**TASK DATA:**
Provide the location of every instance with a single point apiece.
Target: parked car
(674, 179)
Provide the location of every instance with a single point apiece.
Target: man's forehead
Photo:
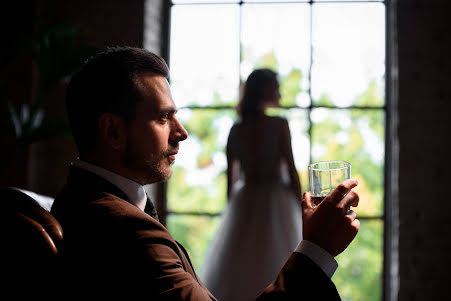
(156, 89)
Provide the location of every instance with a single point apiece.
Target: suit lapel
(189, 266)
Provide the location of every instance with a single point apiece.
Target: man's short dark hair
(106, 83)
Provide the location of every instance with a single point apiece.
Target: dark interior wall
(424, 45)
(42, 166)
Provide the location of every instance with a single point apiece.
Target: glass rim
(346, 165)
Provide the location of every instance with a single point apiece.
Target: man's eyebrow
(168, 110)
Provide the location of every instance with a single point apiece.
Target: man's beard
(150, 168)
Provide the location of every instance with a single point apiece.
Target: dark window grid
(275, 2)
(216, 214)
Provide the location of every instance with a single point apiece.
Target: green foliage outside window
(355, 135)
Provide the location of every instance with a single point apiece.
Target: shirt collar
(135, 191)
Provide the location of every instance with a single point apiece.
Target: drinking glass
(324, 176)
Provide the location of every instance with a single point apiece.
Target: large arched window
(331, 58)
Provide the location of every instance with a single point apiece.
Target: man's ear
(112, 130)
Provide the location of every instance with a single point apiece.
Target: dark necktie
(150, 209)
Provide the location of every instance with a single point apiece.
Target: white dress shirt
(137, 196)
(135, 191)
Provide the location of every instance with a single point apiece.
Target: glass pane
(348, 54)
(198, 182)
(360, 266)
(278, 37)
(356, 136)
(204, 54)
(195, 234)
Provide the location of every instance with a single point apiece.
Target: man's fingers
(306, 203)
(351, 199)
(340, 191)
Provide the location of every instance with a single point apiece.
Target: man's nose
(179, 131)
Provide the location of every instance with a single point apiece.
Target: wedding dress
(262, 224)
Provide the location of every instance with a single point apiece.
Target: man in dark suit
(123, 120)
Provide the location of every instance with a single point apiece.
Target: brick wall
(424, 45)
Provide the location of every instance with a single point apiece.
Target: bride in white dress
(262, 224)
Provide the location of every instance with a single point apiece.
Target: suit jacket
(113, 249)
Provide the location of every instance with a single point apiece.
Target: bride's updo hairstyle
(254, 89)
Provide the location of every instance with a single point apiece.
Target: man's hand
(331, 225)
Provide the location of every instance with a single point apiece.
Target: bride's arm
(287, 154)
(232, 163)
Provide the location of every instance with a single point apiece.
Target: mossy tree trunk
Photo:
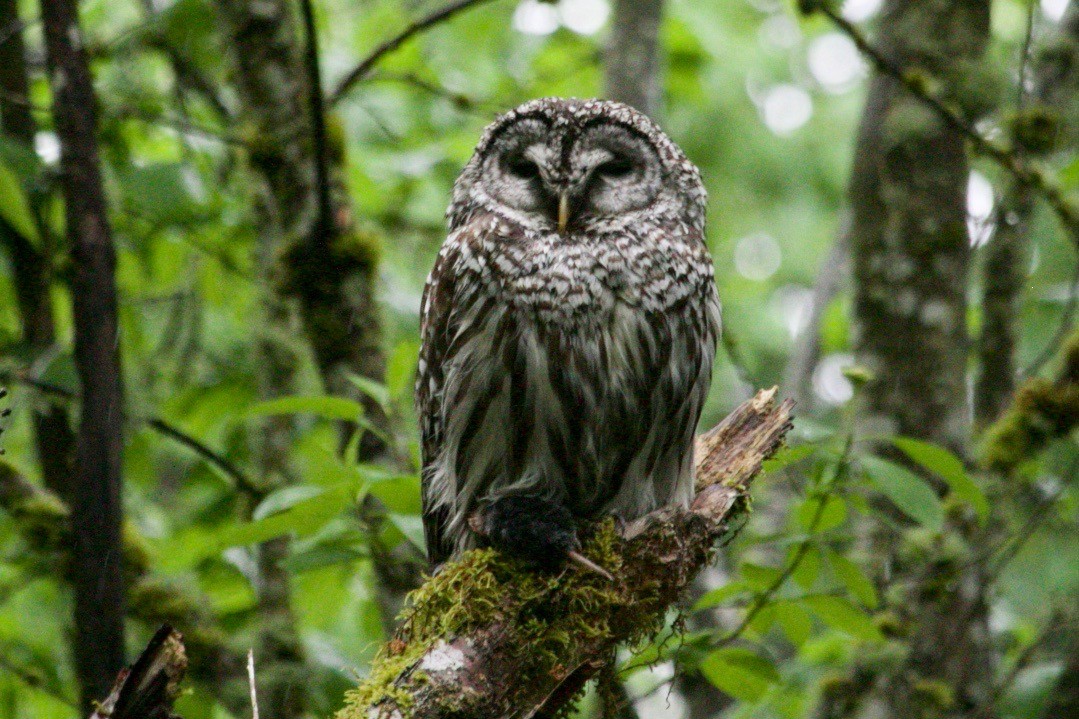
(1045, 123)
(633, 58)
(96, 510)
(911, 254)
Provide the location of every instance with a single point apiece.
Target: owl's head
(561, 165)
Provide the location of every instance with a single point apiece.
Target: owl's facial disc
(563, 176)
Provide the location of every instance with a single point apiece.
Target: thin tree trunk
(910, 266)
(54, 441)
(324, 268)
(1006, 267)
(633, 56)
(96, 504)
(1046, 125)
(797, 377)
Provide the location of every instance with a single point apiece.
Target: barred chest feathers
(568, 333)
(577, 372)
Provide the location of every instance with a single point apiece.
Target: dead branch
(147, 689)
(486, 638)
(364, 68)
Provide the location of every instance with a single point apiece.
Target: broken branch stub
(486, 638)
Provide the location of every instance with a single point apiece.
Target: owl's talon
(584, 561)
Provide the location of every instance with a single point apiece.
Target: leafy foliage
(801, 595)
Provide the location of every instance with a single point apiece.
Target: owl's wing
(437, 328)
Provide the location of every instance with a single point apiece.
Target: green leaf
(740, 673)
(841, 614)
(14, 206)
(719, 595)
(794, 621)
(399, 368)
(284, 499)
(808, 568)
(950, 467)
(327, 407)
(302, 518)
(855, 580)
(909, 491)
(763, 620)
(786, 457)
(833, 515)
(760, 577)
(168, 193)
(371, 389)
(399, 493)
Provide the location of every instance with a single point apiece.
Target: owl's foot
(530, 528)
(541, 532)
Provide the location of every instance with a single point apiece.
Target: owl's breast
(583, 281)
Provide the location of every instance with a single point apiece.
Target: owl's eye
(615, 168)
(523, 167)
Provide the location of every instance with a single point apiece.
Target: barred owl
(569, 328)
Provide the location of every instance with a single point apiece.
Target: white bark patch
(444, 658)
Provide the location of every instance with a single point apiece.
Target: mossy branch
(1042, 410)
(487, 638)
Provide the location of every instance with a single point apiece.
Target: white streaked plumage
(571, 366)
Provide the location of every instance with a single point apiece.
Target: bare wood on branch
(540, 639)
(147, 689)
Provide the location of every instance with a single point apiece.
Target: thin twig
(161, 426)
(1024, 60)
(1009, 160)
(250, 682)
(1052, 628)
(324, 227)
(1063, 329)
(357, 73)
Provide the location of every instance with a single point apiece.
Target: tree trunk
(632, 62)
(96, 504)
(910, 260)
(1047, 124)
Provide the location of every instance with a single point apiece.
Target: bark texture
(909, 232)
(485, 638)
(147, 689)
(96, 506)
(910, 265)
(632, 63)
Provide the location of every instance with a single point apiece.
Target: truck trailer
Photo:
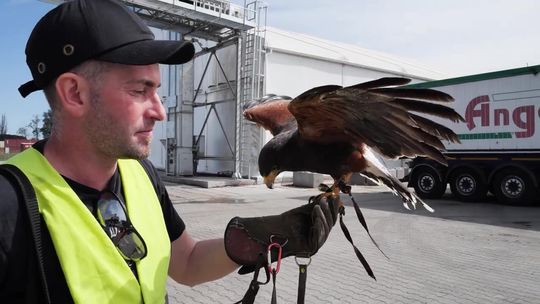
(500, 146)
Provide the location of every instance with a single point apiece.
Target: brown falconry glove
(300, 232)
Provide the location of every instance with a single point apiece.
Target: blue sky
(457, 37)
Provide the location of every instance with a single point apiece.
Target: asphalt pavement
(462, 253)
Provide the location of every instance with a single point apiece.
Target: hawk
(335, 130)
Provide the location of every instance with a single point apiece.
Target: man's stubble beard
(108, 135)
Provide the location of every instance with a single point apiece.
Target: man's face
(124, 109)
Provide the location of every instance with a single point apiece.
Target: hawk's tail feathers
(378, 173)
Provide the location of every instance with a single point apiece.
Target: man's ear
(73, 93)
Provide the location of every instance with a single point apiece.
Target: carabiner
(269, 256)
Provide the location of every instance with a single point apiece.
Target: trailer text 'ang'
(500, 144)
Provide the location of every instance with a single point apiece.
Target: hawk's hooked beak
(270, 178)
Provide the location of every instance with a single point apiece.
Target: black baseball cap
(105, 30)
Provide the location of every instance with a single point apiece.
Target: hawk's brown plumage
(332, 129)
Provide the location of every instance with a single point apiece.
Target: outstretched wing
(271, 112)
(377, 115)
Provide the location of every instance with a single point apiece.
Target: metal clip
(269, 256)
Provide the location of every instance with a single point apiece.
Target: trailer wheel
(466, 185)
(513, 186)
(426, 183)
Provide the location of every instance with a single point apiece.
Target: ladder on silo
(251, 87)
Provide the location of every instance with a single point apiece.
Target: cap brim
(151, 51)
(138, 53)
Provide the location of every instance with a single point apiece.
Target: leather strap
(34, 218)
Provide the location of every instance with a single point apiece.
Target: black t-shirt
(17, 256)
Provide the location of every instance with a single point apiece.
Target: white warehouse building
(205, 132)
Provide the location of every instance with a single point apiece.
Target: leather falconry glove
(300, 232)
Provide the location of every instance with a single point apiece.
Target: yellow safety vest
(95, 272)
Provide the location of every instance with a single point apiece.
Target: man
(110, 232)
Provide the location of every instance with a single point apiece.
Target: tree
(3, 124)
(23, 132)
(34, 126)
(47, 124)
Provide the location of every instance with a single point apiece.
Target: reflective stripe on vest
(95, 272)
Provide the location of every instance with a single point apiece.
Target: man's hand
(300, 232)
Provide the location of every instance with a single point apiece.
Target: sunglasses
(112, 216)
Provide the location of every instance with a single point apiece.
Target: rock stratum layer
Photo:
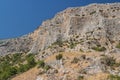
(93, 25)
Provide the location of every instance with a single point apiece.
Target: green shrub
(59, 56)
(80, 78)
(75, 60)
(114, 77)
(109, 61)
(99, 48)
(118, 46)
(47, 67)
(41, 64)
(93, 12)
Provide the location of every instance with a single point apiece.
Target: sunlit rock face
(95, 25)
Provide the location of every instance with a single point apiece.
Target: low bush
(59, 56)
(114, 77)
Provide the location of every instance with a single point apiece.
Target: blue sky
(19, 17)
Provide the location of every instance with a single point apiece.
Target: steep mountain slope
(92, 30)
(96, 24)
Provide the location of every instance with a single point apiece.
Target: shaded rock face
(17, 45)
(93, 25)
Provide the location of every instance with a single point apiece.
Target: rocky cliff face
(96, 25)
(88, 38)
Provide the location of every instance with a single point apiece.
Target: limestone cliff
(91, 26)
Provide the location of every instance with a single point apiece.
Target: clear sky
(19, 17)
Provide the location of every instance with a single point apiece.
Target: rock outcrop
(92, 30)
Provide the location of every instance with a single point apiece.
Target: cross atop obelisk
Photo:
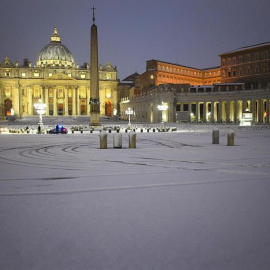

**YOUR ASSIGNMENT:**
An exact copy is needed of every line from the one holding "Target: rock outcrop" to the end of the entries above, both ends kept and each picture dropped.

**RESPONSE BELOW:**
Target: rock outcrop
(92, 30)
Provide the location of every instance with a single point apiece.
Target: cross atop obelisk
Photo:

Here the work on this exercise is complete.